◆ EXTRACTED MATERIAL:
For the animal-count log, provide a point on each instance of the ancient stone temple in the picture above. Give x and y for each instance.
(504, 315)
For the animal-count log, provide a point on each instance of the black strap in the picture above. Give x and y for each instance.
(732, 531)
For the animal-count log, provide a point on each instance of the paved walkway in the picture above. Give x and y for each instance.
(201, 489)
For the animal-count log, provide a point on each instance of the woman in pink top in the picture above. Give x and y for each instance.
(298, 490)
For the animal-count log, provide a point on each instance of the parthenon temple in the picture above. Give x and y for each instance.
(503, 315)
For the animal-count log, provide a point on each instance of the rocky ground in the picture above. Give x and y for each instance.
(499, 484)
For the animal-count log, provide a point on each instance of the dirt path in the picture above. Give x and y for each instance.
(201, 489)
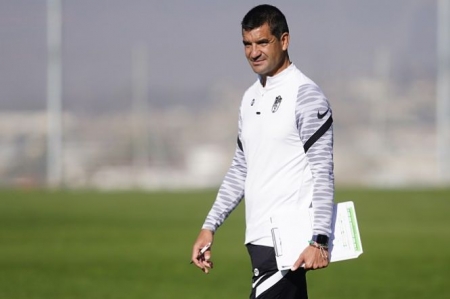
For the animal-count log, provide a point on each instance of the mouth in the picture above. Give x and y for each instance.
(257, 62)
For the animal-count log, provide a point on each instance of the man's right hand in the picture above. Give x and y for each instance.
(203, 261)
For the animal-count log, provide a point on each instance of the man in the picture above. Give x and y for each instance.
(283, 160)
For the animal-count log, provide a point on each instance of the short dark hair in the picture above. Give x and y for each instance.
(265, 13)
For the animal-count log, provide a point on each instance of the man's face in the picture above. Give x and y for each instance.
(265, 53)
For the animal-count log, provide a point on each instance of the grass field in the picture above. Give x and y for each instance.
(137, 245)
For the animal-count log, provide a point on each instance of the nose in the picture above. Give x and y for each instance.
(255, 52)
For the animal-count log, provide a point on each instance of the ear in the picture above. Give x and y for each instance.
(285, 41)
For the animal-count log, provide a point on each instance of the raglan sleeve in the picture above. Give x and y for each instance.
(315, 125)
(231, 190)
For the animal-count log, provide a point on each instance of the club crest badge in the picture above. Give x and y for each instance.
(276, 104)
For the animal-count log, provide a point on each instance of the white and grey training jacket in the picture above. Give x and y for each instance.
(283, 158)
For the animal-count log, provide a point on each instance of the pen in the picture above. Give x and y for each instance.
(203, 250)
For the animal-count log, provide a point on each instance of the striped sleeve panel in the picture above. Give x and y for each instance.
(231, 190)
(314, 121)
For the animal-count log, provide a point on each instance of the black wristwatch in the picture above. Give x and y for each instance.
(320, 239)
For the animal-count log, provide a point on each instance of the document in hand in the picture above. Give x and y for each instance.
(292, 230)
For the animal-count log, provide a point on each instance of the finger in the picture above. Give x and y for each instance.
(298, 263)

◆ INSTRUCTION:
All lines from the one that contains "of the striped" through the end of the material are to be quoted exactly, with both ends included.

◆ OUTPUT FOR THIS EXERCISE:
For the animal-count log, provide a point on each instance of the striped sleeve panel in the picture above. Give x and y for each instance.
(231, 190)
(314, 121)
For the animal-count log, provide a point on each instance of the black wristwatch in the picture above. Give x and y for each instance.
(320, 239)
For the animal-count log, provide a point on each instance of the document in hand in the picture above. Give x and y for each instance.
(292, 230)
For the animal-count log, provide a point on each instance of the finger in the picture above. Give x and y for each instance.
(298, 263)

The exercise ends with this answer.